┌──

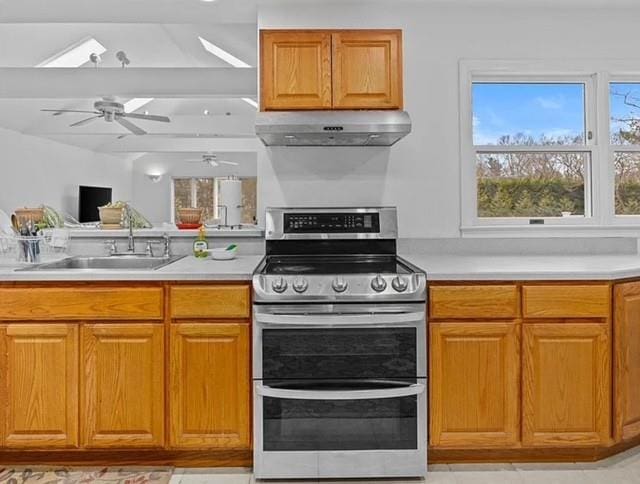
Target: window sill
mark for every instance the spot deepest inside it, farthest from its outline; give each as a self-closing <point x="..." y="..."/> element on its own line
<point x="547" y="231"/>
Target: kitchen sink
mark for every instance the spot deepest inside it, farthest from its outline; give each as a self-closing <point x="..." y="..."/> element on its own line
<point x="119" y="262"/>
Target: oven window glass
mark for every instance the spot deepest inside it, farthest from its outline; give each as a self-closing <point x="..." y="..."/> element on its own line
<point x="339" y="353"/>
<point x="316" y="425"/>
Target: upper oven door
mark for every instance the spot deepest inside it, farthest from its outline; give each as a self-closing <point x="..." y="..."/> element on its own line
<point x="342" y="341"/>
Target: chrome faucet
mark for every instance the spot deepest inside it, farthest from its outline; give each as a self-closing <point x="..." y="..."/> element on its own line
<point x="226" y="212"/>
<point x="167" y="245"/>
<point x="131" y="247"/>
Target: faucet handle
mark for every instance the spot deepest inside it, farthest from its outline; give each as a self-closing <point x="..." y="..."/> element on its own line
<point x="111" y="246"/>
<point x="148" y="251"/>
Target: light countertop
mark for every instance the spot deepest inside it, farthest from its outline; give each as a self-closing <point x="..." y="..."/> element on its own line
<point x="445" y="267"/>
<point x="449" y="267"/>
<point x="187" y="269"/>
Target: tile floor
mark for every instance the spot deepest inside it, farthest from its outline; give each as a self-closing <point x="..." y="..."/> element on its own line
<point x="621" y="469"/>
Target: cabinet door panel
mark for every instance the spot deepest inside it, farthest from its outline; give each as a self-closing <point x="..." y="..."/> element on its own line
<point x="123" y="384"/>
<point x="295" y="70"/>
<point x="627" y="361"/>
<point x="367" y="69"/>
<point x="566" y="384"/>
<point x="41" y="386"/>
<point x="210" y="386"/>
<point x="474" y="376"/>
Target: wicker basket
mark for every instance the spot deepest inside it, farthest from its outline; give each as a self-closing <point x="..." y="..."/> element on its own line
<point x="111" y="215"/>
<point x="190" y="215"/>
<point x="24" y="215"/>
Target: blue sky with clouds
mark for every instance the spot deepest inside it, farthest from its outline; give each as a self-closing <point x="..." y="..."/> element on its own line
<point x="533" y="109"/>
<point x="541" y="109"/>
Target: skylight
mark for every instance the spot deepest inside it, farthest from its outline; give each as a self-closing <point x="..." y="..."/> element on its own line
<point x="136" y="103"/>
<point x="75" y="55"/>
<point x="229" y="59"/>
<point x="248" y="100"/>
<point x="222" y="54"/>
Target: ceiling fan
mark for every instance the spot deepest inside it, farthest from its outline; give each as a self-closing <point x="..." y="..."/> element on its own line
<point x="212" y="160"/>
<point x="111" y="110"/>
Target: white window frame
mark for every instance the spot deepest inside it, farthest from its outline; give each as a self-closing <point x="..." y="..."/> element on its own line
<point x="620" y="220"/>
<point x="194" y="192"/>
<point x="527" y="72"/>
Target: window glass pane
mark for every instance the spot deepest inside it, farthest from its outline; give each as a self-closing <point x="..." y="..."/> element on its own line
<point x="528" y="113"/>
<point x="624" y="105"/>
<point x="181" y="194"/>
<point x="249" y="199"/>
<point x="205" y="197"/>
<point x="531" y="184"/>
<point x="627" y="166"/>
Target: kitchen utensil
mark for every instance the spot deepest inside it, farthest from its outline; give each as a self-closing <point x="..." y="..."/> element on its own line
<point x="6" y="227"/>
<point x="35" y="215"/>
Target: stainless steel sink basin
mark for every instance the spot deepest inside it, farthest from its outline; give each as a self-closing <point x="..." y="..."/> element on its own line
<point x="121" y="262"/>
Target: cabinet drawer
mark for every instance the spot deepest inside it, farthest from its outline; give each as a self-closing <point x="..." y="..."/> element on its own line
<point x="475" y="301"/>
<point x="68" y="303"/>
<point x="216" y="301"/>
<point x="566" y="301"/>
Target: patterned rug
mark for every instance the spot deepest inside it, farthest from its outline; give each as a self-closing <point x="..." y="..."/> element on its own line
<point x="83" y="475"/>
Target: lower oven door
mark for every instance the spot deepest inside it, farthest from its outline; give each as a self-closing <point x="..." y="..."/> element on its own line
<point x="340" y="428"/>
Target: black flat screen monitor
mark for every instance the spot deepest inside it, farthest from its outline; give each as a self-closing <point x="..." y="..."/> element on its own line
<point x="89" y="199"/>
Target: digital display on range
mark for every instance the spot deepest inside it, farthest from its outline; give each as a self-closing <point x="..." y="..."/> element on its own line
<point x="349" y="223"/>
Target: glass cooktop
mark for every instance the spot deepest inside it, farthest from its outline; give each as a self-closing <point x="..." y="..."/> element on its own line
<point x="317" y="265"/>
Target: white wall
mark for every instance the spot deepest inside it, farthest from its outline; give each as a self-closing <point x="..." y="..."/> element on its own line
<point x="154" y="199"/>
<point x="36" y="171"/>
<point x="421" y="173"/>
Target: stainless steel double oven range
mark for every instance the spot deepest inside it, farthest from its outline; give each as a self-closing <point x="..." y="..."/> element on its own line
<point x="339" y="355"/>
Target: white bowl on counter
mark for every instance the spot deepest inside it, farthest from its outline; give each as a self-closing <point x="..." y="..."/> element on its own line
<point x="223" y="254"/>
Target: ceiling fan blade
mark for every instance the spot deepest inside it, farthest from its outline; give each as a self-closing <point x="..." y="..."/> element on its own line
<point x="58" y="112"/>
<point x="148" y="117"/>
<point x="85" y="121"/>
<point x="130" y="126"/>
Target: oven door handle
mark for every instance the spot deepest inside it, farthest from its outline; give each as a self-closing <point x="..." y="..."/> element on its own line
<point x="407" y="391"/>
<point x="325" y="319"/>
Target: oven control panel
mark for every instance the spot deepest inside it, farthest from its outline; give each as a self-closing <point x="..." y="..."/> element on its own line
<point x="327" y="223"/>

└──

#### [Exercise task]
Take the lines above from the one holding "Target: oven door handle" to the last and output them exactly.

#### [Completed task]
Target: oven door handle
mark for every instance the spot deepest inside it, farthest from its outline; give each as a self-closing <point x="..." y="..."/> element on its own line
<point x="407" y="391"/>
<point x="325" y="319"/>
Target: oven control panel
mark for every instance the spot deepest inside it, farthest from its outline; give each as a self-closing <point x="..." y="..."/> element on its own line
<point x="327" y="223"/>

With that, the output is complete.